== Segment start ==
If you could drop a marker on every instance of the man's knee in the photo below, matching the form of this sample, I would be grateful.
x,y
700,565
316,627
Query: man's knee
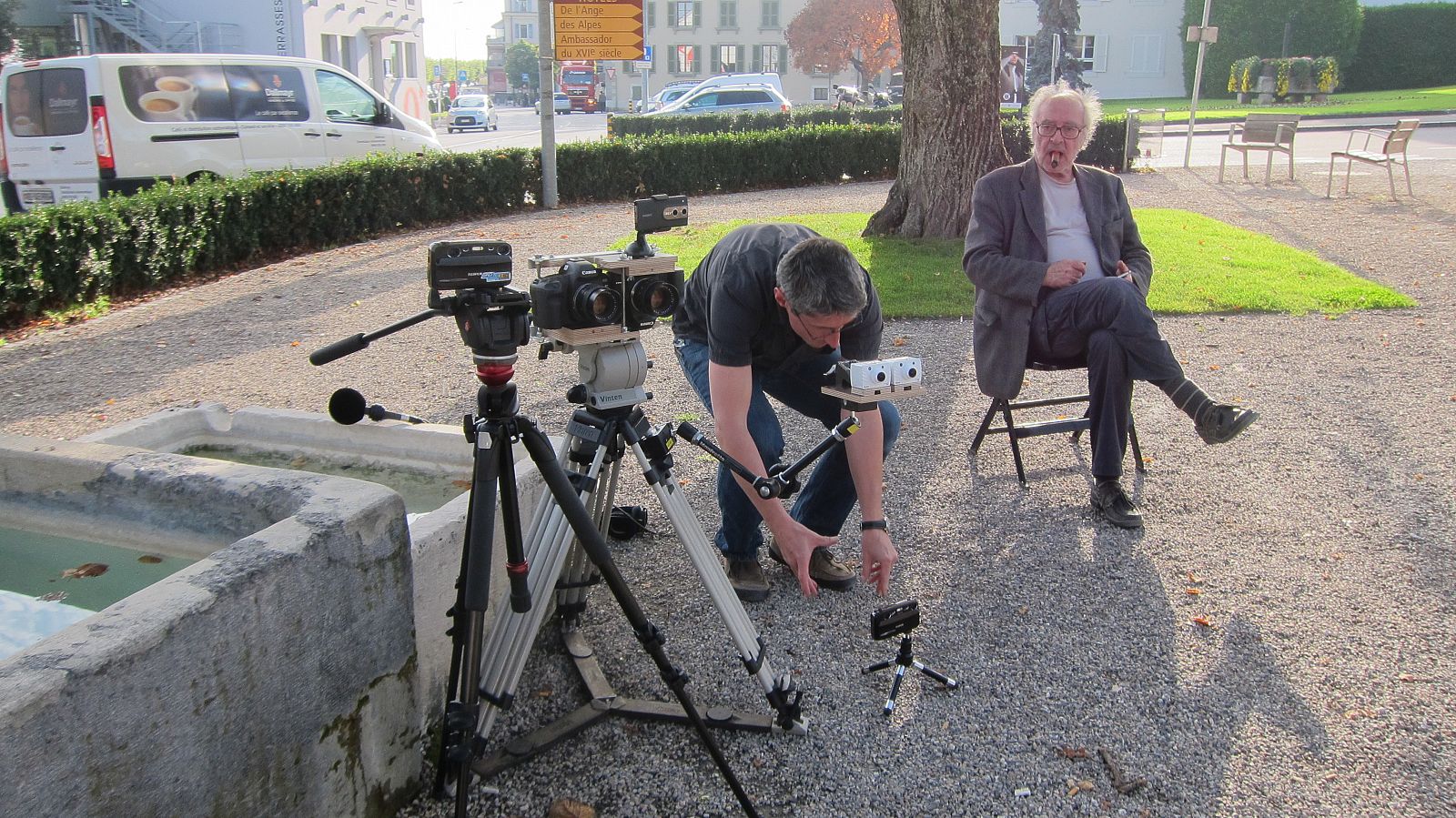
== Segment end ==
* [Problem statement]: For every line of the records above that holds the word "knee", count one, and state the total only.

* [Expected answer]: 2